◆ EXERCÍCIOS PROPOSTOS
**1.** Transcreva literalmente o trecho do texto sobre a tecla Esc que vai de "Esc é aquela" a "tecla em pânico.".
**2.** Reescreva em forma de lista o parágrafo do texto sobre a tecla Esc iniciado por "Contratam “moderadores de conteúdo”", preservando seus fatos principais.
**3.** Dê continuidade ao texto sobre a tecla Esc, partindo do ponto em que ele se encerra.

Esc é aquela tecla no canto superior esquerdo do teclado que apertamos desesperadamente quando o laptop trava. Confrontados com o horrível fato de que algumas de suas criações — Google, Facebook e Twitter — ajudaram a levar Donald Trump à Casa Branca, os gigantes da tecnologia do Vale do Silício estão apertando a tecla em pânico.
Contratam “moderadores de conteúdo” aos milhares. Fecham contas falsas. “Arrumam” o feed de notícias. Esc, Esc, Esc. Mas a página continua travada. E corrigir o problema demandará mais do que a tecla Esc. Algo do tipo ctrl+alt+del.

◆ REGISTROS LISTADOS
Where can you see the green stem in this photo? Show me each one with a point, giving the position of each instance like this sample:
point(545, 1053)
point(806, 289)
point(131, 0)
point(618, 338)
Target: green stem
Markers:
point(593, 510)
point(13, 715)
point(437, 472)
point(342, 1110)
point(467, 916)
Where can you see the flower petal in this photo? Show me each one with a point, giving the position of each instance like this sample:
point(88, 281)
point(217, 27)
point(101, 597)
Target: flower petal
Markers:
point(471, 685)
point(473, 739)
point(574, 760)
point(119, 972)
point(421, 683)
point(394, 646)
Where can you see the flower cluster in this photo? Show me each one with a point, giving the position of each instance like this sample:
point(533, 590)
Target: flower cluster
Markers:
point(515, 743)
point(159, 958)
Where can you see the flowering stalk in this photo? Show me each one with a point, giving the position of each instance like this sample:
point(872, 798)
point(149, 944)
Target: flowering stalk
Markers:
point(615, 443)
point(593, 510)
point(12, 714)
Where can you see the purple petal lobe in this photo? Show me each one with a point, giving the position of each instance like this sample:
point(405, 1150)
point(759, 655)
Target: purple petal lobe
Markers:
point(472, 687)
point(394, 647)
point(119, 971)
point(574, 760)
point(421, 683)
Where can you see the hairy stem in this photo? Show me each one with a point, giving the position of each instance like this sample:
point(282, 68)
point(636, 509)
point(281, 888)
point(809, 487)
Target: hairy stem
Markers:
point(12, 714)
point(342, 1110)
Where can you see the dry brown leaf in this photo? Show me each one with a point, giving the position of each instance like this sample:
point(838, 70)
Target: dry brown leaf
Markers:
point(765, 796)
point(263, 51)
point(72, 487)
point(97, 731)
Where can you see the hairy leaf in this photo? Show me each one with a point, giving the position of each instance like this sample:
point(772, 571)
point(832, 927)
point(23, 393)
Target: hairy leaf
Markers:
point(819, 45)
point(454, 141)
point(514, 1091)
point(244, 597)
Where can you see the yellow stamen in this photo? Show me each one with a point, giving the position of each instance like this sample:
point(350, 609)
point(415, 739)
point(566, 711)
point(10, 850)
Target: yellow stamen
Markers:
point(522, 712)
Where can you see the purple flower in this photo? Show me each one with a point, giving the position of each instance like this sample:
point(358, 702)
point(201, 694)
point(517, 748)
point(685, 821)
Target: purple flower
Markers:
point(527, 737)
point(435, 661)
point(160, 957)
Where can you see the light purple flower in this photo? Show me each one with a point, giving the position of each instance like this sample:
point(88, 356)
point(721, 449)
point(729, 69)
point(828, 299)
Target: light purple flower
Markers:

◆ RESPOSTAS EM ORDEM
**1.**
Esc é aquela tecla no canto superior esquerdo do teclado que apertamos desesperadamente quando o laptop trava. Confrontados com o horrível fato de que algumas de suas criações — Google, Facebook e Twitter — ajudaram a levar Donald Trump à Casa Branca, os gigantes da tecnologia do Vale do Silício estão apertando a tecla em pânico.

**2.**
- Contratam-se milhares de moderadores de conteúdo.
- Fecham-se contas falsas.
- Ajusta-se o feed de notícias.
- Ainda assim, a página segue travada.
- A correção exigirá mais do que a tecla Esc, algo como ctrl+alt+del.

**3.**
O mais recente episódio desse longo pesadelo do Vale do Silício foi o resultado das eleições presidenciais no Brasil, no domingo passado. As pessoas que trabalham no Facebook e no Twitter, em geral, são liberais, se não progressistas. Algumas até fantasiam sobre o socialismo enquanto dirigem seus carros Tesla. A imagem mental que fazem do Brasil é a do Rio de Janeiro na época do Carnaval. Para elas, Jair Bolsonaro é um monstro do politicamente incorreto. E, ainda assim, parece claro que Bolsonaro conquistou sua retumbante vitória na semana passada graças, principalmente, ao seu uso habilidoso das plataformas de mídias sociais nascidas e criadas no norte da Califórnia.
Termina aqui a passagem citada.